> **Dataset extract**:
"""

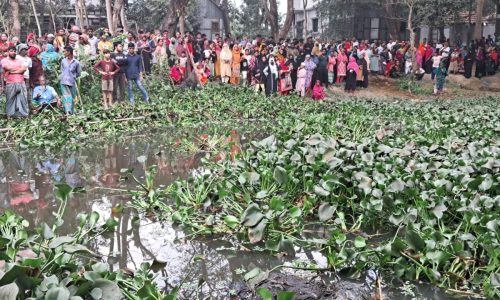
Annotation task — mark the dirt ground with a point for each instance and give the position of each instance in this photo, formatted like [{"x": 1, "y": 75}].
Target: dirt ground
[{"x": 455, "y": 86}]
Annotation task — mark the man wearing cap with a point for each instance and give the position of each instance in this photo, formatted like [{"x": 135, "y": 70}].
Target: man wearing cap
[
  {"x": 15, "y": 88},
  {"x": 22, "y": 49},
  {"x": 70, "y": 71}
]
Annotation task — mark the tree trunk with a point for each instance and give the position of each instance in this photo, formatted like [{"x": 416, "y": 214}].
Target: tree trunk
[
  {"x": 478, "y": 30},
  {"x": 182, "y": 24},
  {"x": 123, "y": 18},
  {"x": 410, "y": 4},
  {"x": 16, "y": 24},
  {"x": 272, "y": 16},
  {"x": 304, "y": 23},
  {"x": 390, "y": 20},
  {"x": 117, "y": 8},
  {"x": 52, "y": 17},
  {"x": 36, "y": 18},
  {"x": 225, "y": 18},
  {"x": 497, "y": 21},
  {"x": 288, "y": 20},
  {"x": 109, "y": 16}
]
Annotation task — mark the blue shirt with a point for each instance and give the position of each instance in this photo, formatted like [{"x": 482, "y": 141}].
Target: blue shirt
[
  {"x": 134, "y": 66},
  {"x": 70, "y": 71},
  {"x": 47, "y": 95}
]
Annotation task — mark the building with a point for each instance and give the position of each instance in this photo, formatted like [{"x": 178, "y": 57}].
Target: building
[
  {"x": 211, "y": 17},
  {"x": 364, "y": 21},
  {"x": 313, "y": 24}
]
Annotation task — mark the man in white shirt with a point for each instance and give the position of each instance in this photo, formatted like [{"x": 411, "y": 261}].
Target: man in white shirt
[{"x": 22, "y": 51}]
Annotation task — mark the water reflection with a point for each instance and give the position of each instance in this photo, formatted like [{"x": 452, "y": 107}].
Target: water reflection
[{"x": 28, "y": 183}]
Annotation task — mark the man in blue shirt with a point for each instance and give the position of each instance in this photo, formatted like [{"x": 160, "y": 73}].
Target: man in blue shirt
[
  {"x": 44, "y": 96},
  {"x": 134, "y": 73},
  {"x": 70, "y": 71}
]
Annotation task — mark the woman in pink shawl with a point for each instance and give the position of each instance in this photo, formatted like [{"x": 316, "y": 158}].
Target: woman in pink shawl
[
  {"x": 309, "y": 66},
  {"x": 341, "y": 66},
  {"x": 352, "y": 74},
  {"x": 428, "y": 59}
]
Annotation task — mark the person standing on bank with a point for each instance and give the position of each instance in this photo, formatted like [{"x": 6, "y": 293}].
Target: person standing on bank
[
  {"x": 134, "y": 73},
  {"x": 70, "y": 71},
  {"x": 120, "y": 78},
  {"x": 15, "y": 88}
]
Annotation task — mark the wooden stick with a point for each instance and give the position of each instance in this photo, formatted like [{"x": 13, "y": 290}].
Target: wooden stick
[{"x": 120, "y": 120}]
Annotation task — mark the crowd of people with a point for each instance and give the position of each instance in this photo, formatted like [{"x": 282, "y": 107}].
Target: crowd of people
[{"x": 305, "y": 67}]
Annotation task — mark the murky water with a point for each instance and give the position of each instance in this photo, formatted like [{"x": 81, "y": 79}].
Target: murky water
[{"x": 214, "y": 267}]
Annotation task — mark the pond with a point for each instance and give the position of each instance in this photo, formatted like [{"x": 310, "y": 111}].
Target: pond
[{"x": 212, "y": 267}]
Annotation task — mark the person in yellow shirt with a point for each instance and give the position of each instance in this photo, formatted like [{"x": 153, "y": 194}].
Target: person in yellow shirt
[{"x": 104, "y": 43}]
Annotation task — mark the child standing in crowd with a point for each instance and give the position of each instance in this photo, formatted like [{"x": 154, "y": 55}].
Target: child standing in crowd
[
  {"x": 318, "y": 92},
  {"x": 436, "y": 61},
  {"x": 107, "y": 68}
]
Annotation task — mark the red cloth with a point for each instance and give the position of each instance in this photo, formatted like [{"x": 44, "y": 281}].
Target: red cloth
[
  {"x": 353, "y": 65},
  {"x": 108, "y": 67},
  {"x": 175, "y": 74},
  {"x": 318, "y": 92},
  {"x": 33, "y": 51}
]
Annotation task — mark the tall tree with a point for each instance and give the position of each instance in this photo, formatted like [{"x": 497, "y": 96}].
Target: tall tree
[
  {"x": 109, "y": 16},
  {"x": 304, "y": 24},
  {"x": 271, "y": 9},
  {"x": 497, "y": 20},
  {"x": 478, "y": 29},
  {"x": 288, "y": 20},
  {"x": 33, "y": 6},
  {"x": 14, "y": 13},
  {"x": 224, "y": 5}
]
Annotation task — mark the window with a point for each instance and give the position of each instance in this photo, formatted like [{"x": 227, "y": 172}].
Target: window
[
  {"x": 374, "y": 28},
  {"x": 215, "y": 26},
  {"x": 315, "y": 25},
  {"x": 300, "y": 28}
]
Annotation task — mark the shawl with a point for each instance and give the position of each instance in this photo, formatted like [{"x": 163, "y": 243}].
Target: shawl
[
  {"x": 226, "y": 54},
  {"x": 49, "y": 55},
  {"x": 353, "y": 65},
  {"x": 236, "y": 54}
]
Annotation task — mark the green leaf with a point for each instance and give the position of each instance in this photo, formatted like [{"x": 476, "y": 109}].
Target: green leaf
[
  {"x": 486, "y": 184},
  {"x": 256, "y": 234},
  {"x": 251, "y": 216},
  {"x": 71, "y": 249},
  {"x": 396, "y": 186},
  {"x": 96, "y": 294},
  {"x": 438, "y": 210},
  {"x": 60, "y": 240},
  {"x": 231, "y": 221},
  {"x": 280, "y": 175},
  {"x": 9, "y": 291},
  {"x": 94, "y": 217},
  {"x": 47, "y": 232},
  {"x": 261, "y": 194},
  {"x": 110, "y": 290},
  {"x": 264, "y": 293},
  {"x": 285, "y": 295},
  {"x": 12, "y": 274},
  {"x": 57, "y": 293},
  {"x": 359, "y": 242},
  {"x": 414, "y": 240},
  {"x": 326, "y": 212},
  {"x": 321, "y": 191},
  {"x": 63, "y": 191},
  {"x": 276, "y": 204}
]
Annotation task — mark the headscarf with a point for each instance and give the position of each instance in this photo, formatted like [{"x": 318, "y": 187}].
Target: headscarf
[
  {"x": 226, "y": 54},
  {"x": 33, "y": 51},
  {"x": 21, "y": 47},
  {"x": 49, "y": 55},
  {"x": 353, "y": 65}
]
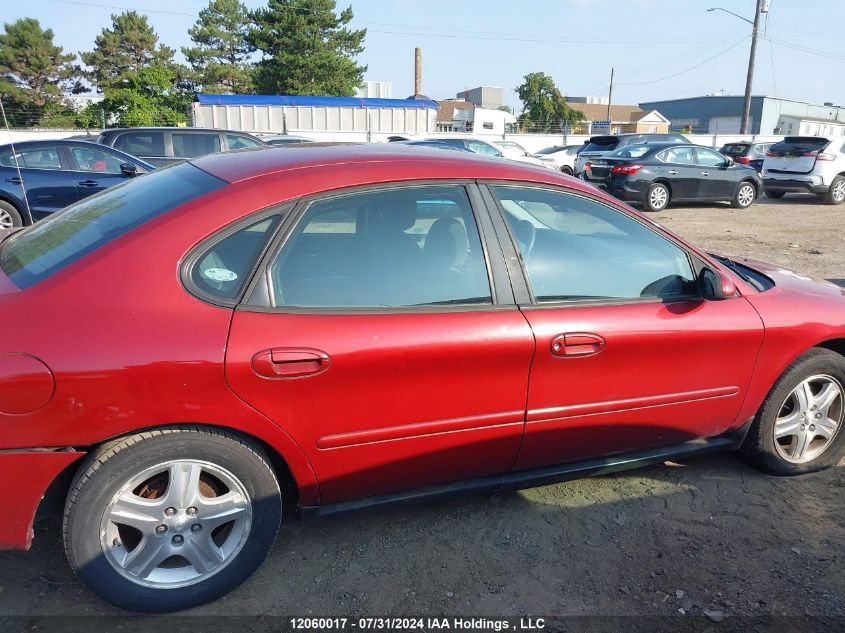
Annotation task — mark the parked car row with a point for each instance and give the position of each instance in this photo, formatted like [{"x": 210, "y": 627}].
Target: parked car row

"""

> **Aim of the task**: For every line of the material that holds the word "parked", make a copy.

> **Written response**:
Annotation task — mark the parked car row with a point for each instance and give the position of each instance in this photo, formatted like [{"x": 210, "y": 627}].
Target: parked car row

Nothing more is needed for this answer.